• Extracted text:
################
= Waddie Mitchell =

American cowboy poet (born 1950)

Bruce Douglas "Waddie" Mitchell (born 1950 in Elko County, Nevada) is an American cowboy poet. He sometimes performs his poems with a guitarist playing in the background. Mitchell has made eight CDs including That No Quit Attitude, Lone Drifting Rider and his most recent, Sweat Equity. He and cowboy singer and friend Don Edwards released The Bard and the Balladeer Live From Cowtown. Mitchell has written four books, Waddie's Whole Load, A Cowboy's Night Before Christmas, Lone Driftin' Rider and a 2015 compilation One Hundred Poems. He was chosen to write a poem describing the West for the 2002 Winter Olympics' Olympic Arts Festival. He is a co-founder of the National Cowboy Poetry Gathering.
################
• Raw data:
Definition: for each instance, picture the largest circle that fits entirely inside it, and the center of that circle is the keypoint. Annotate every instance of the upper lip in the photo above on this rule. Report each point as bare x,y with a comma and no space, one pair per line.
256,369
################
• Set tasks:
1. Answer these questions from the text about Waddie Mitchell.
(a) In which county was Mitchell born?
(b) Which of his CDs is named as the most recent?
(c) For what event was he chosen to write a poem describing the West?
2. Carry on the text about Waddie Mitchell from the point where it stops.

• Task-by-task answers:
1.
(a) Elko County, Nevada.
(b) Sweat Equity.
(c) The 2002 Winter Olympics' Olympic Arts Festival.

2.
==Poems==
- No Quit Attitude.
- Harsh Words.
- Dad.
- The Sum.
- Sage and Cedar.
- Piddlin' Pete.
- The Walkin' Man.
- Blood, Sweat and Steers.
- Hard Times Blues.
- Through the Pain.
- Say Goodbye to Montana.
- Desert Pete.
- Old Nighthawk.
- Saddle Tramp Philosopher.
- Experience of Life.
- Coyotes.
- Master's Call.
- Bad Half Hour/ Annie Laurie.
- Zebra Dun.
- Home on the Range.
- Owl Critic.
- Teepee.
- For Woody/ The Meadow.
- Belle of the Ball/ Last dance.
- Old Prospector/ The Journey.
- Cattle Call.
- Story With a Moral.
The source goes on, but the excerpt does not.